**Exercise instructions:**
Reproduce every line of the records between the lines holding "like [[38, 320]]." and "[[263, 88], [291, 92]]", inclusive, requests included. Multiply each point coordinate in the answers by 2.1 and round to whole numbers, halves up, but leave the requests and their sample pairs unchanged.

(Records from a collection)
↓

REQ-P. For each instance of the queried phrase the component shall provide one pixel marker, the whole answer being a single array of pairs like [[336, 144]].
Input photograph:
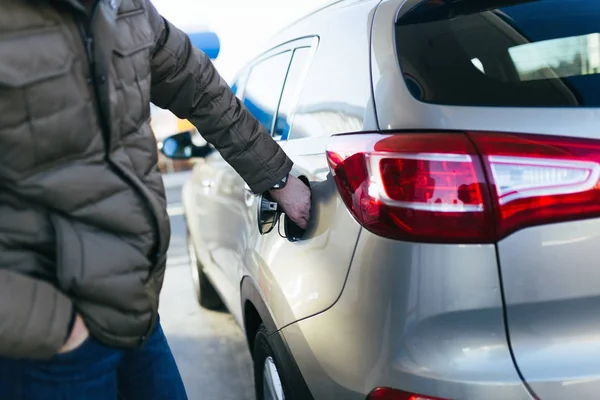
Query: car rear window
[[509, 53]]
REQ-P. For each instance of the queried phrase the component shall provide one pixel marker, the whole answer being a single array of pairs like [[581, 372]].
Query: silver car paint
[[300, 279], [549, 273], [419, 317], [424, 318]]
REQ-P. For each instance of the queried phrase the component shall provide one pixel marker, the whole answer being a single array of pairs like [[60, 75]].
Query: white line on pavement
[[175, 209], [180, 260]]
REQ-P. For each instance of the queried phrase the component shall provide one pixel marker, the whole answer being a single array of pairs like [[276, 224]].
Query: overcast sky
[[242, 25]]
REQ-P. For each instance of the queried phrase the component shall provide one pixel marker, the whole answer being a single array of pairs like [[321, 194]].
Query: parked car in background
[[453, 152]]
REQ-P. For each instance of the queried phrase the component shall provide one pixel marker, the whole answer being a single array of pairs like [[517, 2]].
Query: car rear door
[[227, 220], [327, 91]]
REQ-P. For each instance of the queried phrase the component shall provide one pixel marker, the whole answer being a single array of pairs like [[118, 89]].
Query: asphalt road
[[209, 347]]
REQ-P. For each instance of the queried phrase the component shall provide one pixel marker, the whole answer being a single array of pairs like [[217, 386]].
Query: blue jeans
[[96, 372]]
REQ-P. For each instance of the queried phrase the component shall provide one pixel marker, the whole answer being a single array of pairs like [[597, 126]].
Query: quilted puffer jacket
[[83, 221]]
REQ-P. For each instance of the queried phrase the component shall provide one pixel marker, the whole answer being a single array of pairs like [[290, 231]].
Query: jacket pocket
[[36, 87], [99, 268]]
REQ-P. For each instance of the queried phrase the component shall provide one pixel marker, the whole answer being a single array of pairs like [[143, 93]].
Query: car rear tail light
[[474, 187], [393, 394]]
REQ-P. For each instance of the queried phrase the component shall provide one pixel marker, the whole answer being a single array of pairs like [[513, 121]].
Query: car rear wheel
[[267, 379], [206, 294]]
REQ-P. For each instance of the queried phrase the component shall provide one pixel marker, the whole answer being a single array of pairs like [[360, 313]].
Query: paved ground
[[209, 347]]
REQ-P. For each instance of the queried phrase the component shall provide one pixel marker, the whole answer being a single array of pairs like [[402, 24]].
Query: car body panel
[[550, 277], [218, 224], [302, 278], [357, 311], [425, 318]]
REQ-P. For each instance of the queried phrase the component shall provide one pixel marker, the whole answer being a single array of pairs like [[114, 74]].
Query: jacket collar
[[112, 4]]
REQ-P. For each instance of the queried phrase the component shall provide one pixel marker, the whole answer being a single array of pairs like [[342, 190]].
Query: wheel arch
[[256, 313]]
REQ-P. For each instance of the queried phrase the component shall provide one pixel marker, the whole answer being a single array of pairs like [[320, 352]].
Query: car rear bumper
[[422, 318]]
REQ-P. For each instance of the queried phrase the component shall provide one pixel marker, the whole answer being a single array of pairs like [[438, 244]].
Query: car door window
[[291, 92], [264, 86]]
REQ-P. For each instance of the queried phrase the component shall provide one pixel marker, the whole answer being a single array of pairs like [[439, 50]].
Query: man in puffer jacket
[[84, 230]]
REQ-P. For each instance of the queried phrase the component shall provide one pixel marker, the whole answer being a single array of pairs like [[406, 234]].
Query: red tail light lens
[[393, 394], [464, 187]]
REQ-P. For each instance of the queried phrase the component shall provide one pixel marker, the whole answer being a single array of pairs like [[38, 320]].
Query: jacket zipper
[[88, 41]]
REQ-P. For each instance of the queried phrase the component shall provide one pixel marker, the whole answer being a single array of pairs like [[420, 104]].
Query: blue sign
[[208, 42]]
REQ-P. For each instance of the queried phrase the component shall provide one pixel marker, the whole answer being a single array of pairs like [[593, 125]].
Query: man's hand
[[294, 198], [78, 335]]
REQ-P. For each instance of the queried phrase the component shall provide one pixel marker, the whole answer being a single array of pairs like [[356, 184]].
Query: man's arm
[[34, 317], [185, 81]]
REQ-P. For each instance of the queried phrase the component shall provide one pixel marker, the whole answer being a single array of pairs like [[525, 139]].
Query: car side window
[[263, 88], [291, 92]]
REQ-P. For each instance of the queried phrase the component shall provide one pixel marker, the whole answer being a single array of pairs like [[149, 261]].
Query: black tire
[[262, 351], [206, 294]]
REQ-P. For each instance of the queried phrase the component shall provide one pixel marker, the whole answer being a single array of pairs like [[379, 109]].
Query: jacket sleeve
[[34, 317], [185, 81]]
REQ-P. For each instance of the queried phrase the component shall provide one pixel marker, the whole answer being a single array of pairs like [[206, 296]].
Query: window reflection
[[557, 58]]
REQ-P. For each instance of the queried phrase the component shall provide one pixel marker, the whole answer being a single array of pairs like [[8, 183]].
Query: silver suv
[[453, 152]]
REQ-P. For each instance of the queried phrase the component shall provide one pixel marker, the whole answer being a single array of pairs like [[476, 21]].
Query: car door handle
[[249, 195]]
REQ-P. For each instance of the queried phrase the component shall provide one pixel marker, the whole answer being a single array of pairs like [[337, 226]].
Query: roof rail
[[437, 10]]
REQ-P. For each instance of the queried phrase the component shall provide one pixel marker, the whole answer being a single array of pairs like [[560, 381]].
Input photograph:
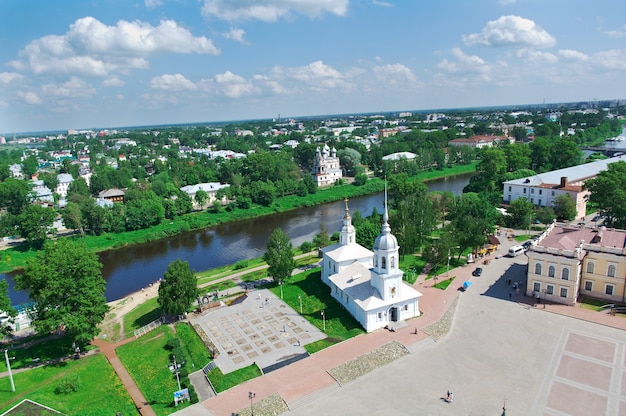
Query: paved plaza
[[261, 329], [502, 350]]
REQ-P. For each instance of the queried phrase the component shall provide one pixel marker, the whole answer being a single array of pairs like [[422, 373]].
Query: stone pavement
[[498, 352], [261, 329]]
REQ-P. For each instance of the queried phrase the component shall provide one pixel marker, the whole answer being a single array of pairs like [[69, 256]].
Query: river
[[129, 269]]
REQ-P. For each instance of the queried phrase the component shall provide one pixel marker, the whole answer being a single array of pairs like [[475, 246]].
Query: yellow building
[[568, 261]]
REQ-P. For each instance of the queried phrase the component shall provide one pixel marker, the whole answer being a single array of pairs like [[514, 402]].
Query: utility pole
[[251, 396], [6, 357]]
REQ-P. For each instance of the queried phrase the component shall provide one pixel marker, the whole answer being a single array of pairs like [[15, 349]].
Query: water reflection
[[128, 269]]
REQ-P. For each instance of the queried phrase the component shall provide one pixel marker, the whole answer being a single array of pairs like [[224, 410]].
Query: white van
[[516, 251]]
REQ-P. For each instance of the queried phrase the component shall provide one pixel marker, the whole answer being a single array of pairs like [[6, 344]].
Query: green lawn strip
[[222, 382], [198, 354], [41, 350], [100, 392], [147, 361], [15, 258], [141, 315], [340, 325], [443, 285]]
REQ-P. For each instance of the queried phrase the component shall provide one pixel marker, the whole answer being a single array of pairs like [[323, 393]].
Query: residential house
[[113, 195], [543, 189], [326, 167], [569, 261], [210, 188]]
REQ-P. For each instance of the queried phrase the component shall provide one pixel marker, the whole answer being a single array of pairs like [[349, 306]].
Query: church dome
[[386, 242]]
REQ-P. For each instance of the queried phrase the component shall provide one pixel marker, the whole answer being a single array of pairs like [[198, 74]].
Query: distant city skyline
[[79, 65]]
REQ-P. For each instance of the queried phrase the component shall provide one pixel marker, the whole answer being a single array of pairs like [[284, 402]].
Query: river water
[[129, 269]]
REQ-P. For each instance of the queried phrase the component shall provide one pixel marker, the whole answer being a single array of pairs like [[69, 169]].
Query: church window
[[611, 270]]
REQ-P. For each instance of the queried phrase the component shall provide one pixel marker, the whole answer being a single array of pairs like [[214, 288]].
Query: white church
[[326, 167], [369, 284]]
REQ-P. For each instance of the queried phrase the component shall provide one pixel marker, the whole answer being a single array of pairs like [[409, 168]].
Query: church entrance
[[394, 314]]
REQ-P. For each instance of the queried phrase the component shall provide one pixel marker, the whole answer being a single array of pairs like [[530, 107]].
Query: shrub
[[241, 264], [68, 385]]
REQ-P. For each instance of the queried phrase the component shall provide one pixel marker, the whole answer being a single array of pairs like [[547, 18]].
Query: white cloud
[[511, 31], [113, 82], [572, 55], [92, 36], [176, 82], [528, 54], [395, 74], [91, 48], [237, 35], [29, 97], [271, 10], [232, 85], [617, 34], [10, 77], [611, 59], [73, 88], [150, 4]]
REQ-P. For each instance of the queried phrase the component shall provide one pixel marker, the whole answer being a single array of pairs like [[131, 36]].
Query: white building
[[543, 189], [210, 188], [369, 284], [326, 168], [64, 180]]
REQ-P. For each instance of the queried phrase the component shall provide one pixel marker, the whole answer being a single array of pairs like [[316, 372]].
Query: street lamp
[[6, 357], [176, 372], [448, 268], [251, 396]]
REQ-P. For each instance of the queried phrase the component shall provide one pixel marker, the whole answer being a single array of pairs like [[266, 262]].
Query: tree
[[279, 256], [6, 307], [35, 223], [15, 195], [65, 282], [520, 212], [201, 198], [565, 207], [472, 219], [178, 289], [608, 192]]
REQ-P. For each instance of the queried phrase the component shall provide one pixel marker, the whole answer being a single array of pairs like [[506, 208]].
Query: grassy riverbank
[[15, 257]]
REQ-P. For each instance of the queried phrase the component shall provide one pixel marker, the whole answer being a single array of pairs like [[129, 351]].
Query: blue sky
[[110, 63]]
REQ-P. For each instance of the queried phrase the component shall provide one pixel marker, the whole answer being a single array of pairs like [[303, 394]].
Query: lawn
[[99, 390], [307, 289], [147, 361]]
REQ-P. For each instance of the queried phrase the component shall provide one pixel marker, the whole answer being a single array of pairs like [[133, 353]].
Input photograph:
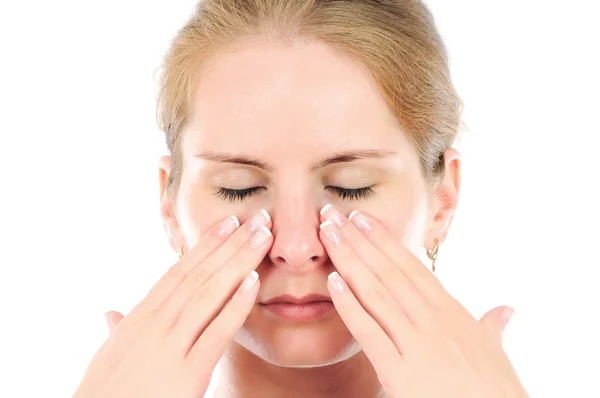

↑

**Expected output:**
REQ-P. For each instance of the queried phrase the component shall provide one pixel marker, the whole answer being a single array of pairs like [[38, 320]].
Query: jacket zipper
[[185, 86]]
REQ-P. For each instance of the queried phrase the component shall provide one pixel marker, the whole answer being a single array of pairs like [[420, 104]].
Query: blue sign
[[437, 88]]
REQ-P. For each instance of the queried phrase the component shall provide one pixel marker, the whole answer being a single array of pairs like [[593, 125]].
Query: man's hand
[[617, 416], [164, 704]]
REQ-P. For each instance of the queried phrase the component shall provide one pixel marker, the whole answer being a single array of pairs like [[356, 184]].
Query: man's arm
[[71, 666], [389, 170]]
REQ-P. For each instance of the queried phrase the component shall provide one pixel marker, the whole answer being a single array of pairs like [[525, 139]].
Query: car side window
[[552, 185], [611, 193]]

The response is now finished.